## What the exercise asks:
Reproduce the lines below without alteration, from the first line through the line containing "M 359 297 L", inclusive.

## Data to use:
-----

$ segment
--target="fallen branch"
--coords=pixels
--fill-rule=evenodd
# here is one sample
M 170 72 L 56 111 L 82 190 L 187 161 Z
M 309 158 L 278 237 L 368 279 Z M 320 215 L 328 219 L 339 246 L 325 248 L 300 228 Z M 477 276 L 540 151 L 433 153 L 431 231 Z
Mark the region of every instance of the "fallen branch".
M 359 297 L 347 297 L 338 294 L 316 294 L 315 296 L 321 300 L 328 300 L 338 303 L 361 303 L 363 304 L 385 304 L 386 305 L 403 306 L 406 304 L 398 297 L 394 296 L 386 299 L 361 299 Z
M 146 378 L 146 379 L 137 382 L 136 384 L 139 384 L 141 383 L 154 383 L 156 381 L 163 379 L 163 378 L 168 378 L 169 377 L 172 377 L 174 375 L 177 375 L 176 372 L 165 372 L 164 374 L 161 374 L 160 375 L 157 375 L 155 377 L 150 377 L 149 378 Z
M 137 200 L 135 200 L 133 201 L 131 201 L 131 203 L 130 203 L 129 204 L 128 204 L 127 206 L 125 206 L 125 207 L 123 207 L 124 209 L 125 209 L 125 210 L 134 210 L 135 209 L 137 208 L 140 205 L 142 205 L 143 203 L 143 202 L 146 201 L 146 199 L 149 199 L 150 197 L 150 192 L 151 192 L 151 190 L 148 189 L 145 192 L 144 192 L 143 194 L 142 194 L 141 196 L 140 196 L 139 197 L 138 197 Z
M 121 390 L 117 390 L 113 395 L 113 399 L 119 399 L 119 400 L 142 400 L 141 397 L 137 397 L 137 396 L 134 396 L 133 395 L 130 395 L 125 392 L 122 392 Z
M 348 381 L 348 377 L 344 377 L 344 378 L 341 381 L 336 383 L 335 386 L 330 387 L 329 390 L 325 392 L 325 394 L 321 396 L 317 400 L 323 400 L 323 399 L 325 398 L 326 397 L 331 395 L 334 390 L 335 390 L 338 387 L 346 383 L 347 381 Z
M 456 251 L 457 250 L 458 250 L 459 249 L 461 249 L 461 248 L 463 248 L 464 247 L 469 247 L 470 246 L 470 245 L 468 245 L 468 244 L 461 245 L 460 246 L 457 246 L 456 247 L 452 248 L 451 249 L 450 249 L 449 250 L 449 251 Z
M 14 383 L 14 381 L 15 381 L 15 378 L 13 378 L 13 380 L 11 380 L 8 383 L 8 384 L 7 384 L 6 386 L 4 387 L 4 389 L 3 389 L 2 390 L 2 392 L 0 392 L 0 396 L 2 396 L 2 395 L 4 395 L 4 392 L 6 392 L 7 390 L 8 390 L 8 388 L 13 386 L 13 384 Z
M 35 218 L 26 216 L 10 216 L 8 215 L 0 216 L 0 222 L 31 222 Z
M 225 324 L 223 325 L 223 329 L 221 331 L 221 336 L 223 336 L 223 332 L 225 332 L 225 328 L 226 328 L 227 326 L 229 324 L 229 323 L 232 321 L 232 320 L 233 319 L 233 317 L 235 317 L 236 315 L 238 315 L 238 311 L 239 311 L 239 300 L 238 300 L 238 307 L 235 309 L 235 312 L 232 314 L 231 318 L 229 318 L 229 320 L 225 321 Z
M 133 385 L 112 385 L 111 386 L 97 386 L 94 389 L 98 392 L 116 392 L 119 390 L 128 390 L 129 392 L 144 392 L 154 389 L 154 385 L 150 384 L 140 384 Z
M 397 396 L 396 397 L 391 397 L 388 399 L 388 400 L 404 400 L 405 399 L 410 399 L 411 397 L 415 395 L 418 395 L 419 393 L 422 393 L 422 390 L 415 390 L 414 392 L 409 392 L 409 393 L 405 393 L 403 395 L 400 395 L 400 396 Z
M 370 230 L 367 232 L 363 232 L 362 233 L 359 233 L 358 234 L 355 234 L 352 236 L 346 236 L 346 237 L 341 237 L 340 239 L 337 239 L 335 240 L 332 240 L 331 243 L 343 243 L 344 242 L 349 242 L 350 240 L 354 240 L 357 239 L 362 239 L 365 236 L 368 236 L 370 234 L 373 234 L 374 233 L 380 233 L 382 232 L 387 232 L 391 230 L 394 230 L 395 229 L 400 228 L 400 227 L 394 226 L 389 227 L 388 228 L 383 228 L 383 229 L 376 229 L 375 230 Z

-----

## Written answer:
$ segment
--target="fallen branch"
--coords=pixels
--fill-rule=evenodd
# here is one sample
M 170 72 L 56 111 L 82 190 L 187 161 Z
M 309 158 L 278 237 L 368 279 Z M 320 215 L 328 219 L 339 246 L 325 248 L 300 228 Z M 477 276 L 540 151 L 433 153 L 431 231 Z
Mark the region of every instance of the "fallen branch".
M 359 297 L 347 297 L 338 294 L 316 294 L 315 296 L 321 300 L 328 300 L 338 303 L 361 303 L 363 304 L 385 304 L 386 305 L 403 306 L 406 304 L 398 297 L 394 296 L 386 299 L 361 299 Z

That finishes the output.